Monzavous "Rae" Edwards (born May 7, 1981) is an American sprint athlete who specialises in the 100 meters.

Edwards began his career as a junior athlete in 2000, winning the USA Junior and Junior College (JUCO) championships in the 100 and 200 meters races. He competed at the 2000 World Junior Championships in Athletics and reached the semifinals of the 100 m and quarterfinals of the 200 m. He reached the final of the USA Outdoor Championships in Track and Field in 2003, setting a personal record of 10.09 seconds. He competed at the US Olympic trials for the 2004 Athens Olympics, but did not progress beyond the quarterfinals. He received a public warning that year from the United States Anti-Doping Agency after he tested positive for tetrahydrocannabinol, a compound found in marijuana, which is regarded as a minor infraction. At the 2005 US Outdoor Championships, he posted a personal record tying 10.09 s before finishing sixth in the 100 m final. As a result, he was selected as an alternate for the United States relay team at the 2005 World Championships in Athletics, but he did not compete. At the end of the 2005 season, he ran a new personal best of 10.08 seconds in Malmö, Sweden.

- [Rows]:

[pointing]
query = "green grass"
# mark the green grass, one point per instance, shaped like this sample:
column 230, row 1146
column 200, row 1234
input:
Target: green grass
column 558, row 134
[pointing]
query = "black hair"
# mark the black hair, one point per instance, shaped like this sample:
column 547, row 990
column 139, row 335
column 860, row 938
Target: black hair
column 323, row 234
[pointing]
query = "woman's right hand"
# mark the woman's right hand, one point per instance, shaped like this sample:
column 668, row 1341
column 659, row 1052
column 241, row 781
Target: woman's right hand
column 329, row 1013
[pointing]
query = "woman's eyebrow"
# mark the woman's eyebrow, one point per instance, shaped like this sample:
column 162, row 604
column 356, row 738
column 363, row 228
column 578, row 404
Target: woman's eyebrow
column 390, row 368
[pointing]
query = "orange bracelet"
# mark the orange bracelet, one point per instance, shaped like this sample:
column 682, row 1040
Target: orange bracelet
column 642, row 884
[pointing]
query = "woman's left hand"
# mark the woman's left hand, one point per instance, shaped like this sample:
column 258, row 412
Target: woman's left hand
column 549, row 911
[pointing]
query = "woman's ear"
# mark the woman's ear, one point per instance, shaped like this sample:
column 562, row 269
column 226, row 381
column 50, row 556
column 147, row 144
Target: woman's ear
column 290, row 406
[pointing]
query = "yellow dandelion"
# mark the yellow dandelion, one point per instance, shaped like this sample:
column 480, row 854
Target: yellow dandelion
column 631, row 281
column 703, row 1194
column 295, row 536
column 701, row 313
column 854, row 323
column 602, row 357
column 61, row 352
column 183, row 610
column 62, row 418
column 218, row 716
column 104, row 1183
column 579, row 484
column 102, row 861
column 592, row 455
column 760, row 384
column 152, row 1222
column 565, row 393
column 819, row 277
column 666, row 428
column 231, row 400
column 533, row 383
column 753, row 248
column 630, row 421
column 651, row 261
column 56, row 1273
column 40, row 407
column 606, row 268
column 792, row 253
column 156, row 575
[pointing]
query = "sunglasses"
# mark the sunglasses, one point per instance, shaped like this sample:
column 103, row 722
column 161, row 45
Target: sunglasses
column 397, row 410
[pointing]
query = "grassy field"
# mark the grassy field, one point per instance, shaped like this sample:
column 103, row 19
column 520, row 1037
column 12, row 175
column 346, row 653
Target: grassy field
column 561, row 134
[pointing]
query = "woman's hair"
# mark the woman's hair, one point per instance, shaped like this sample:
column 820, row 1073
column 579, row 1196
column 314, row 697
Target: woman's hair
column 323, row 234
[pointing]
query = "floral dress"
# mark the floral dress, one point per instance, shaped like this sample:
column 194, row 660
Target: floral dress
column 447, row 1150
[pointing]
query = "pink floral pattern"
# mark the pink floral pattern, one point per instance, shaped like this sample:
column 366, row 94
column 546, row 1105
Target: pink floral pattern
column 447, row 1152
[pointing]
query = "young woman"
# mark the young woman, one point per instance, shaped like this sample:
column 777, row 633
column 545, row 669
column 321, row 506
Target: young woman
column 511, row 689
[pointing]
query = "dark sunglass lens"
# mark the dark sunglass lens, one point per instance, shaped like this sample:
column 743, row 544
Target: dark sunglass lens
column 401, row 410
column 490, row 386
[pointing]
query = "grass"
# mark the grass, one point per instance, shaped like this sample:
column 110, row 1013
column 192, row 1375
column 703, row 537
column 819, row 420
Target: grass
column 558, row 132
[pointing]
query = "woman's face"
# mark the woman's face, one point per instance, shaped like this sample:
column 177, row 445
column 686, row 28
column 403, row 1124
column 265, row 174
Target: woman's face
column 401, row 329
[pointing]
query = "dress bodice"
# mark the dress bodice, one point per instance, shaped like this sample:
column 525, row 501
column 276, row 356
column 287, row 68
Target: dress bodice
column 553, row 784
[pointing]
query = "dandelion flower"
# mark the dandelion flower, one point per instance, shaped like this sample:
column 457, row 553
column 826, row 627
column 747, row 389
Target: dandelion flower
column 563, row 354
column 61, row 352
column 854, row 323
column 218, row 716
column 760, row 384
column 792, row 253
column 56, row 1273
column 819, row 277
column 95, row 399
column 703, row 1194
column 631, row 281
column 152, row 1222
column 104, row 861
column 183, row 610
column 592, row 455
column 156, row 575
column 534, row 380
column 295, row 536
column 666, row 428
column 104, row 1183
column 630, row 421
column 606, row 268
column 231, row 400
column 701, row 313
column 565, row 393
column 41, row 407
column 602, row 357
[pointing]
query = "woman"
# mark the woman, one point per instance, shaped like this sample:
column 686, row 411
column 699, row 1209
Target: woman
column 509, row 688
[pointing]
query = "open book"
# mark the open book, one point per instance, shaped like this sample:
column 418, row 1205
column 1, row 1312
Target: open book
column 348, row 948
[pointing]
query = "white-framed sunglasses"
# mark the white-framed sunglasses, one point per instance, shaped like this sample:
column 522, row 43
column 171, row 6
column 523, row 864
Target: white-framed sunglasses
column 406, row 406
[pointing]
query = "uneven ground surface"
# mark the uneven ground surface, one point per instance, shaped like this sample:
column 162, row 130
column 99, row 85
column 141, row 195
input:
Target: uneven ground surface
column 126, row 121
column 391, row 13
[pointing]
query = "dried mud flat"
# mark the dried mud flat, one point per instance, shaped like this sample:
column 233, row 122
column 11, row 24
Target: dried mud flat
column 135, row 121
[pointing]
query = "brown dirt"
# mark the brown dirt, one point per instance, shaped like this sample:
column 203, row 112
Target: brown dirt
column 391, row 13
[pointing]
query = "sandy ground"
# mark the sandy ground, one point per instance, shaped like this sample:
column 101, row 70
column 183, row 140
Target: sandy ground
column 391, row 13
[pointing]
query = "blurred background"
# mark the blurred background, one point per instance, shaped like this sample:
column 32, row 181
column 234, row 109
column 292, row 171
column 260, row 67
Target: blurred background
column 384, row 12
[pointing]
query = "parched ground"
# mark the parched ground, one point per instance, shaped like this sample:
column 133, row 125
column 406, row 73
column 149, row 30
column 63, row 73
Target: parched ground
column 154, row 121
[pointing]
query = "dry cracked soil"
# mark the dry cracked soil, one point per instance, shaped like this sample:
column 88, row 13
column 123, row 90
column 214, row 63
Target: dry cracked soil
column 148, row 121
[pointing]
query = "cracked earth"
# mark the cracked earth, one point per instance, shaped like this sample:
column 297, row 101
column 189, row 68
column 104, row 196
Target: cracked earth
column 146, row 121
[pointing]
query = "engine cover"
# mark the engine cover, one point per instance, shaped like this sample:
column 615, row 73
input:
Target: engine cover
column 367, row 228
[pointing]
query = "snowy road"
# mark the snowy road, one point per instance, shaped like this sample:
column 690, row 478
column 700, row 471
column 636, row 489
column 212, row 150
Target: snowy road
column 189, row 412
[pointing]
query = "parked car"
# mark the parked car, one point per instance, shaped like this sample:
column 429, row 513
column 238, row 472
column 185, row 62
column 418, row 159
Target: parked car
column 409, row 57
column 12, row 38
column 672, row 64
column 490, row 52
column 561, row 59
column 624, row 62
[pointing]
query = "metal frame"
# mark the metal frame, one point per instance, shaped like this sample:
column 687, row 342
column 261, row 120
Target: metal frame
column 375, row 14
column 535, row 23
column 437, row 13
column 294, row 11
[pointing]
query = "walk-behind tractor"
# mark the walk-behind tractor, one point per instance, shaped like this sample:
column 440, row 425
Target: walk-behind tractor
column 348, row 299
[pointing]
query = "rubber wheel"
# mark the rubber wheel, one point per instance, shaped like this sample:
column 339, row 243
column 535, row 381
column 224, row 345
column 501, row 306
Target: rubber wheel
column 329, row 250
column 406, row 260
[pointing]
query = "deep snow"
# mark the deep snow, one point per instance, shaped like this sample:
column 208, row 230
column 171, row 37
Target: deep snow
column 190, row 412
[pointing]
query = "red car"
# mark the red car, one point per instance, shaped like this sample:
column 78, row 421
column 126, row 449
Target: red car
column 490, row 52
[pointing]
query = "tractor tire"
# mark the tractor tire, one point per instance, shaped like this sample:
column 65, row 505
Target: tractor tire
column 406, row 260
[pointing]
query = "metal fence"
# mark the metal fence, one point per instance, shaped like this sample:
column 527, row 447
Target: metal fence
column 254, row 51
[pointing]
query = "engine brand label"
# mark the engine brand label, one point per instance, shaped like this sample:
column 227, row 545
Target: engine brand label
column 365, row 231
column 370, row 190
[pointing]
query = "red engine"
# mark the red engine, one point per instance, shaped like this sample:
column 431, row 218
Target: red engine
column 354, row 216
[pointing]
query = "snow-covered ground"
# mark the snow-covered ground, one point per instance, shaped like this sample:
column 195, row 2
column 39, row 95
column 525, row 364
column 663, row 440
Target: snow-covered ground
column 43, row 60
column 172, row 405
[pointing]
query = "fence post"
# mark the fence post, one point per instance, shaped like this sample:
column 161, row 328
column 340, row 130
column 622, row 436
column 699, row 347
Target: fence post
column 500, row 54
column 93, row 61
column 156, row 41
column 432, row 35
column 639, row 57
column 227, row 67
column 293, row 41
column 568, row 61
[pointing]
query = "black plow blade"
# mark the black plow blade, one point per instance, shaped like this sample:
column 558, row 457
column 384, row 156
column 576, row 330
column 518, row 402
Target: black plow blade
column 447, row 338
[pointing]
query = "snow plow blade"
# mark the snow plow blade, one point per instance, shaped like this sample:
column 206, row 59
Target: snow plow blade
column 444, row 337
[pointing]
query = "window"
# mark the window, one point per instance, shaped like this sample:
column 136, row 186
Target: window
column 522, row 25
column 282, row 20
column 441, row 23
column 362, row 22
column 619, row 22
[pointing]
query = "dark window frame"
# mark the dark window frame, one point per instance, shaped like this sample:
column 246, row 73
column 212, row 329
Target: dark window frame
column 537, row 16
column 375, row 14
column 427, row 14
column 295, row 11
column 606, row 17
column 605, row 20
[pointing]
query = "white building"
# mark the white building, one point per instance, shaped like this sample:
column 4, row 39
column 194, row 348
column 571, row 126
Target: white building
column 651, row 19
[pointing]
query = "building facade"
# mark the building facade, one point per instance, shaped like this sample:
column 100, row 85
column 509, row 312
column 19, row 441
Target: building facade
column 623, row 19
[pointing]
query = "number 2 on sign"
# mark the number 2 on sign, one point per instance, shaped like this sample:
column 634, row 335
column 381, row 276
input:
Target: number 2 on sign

- [Required work]:
(1) Using the passage on Monzavous Edwards, say whether each statement agrees with it, answering yes or no and quoting the words that decide it. (a) Edwards reached the 100 m final at the 2000 World Junior Championships in Athletics. (b) He finished sixth in the 100 m final at the 2005 US Outdoor Championships. (c) He ran in the relay for the United States at the 2005 World Championships in Athletics.
(2) According to the passage on Monzavous Edwards, in which city did he set his personal best of 10.08 seconds?
(3) Carry on the biography of Monzavous Edwards from its last sentence.

- [Answers]:
(1)
(a) No: "reached the semifinals of the 100 m"
(b) Yes: "before finishing sixth in the 100 m final"
(c) No: "he was selected as an alternate for the United States relay team at the 2005 World Championships in Athletics, but he did not compete"

(2) Malmö, Sweden.

(3)
The 2006 and 2007 seasons were largely uneventful, although he was part of the bronze-medal winning relay team at the 2007 Pan American Games. Edwards returned in 2008 to compete at the US Olympic trials for the Beijing Games. He finished tenth in the semifinals but recorded a new best of 10.06 seconds in the qualifying rounds. At the start of the following outdoor season, he significantly improved his 200 m best from 20.46 to 20.17 seconds at the Grande Premio Brasil Caixa de Atletismo. The following month, he improved his 100 m record to 10.02 seconds at the Fanny Blankers-Koen Games in Hengelo, finishing second behind Churandy Martina. Edwards finished third in the national championships with a wind-aided run of 10.00 seconds, gaining qualification into his first ever major senior championships, the 2009 World Championships in Athletics, along with Mike Rodgers and Darvis Patton.

Personal bests

All information taken from IAAF profile.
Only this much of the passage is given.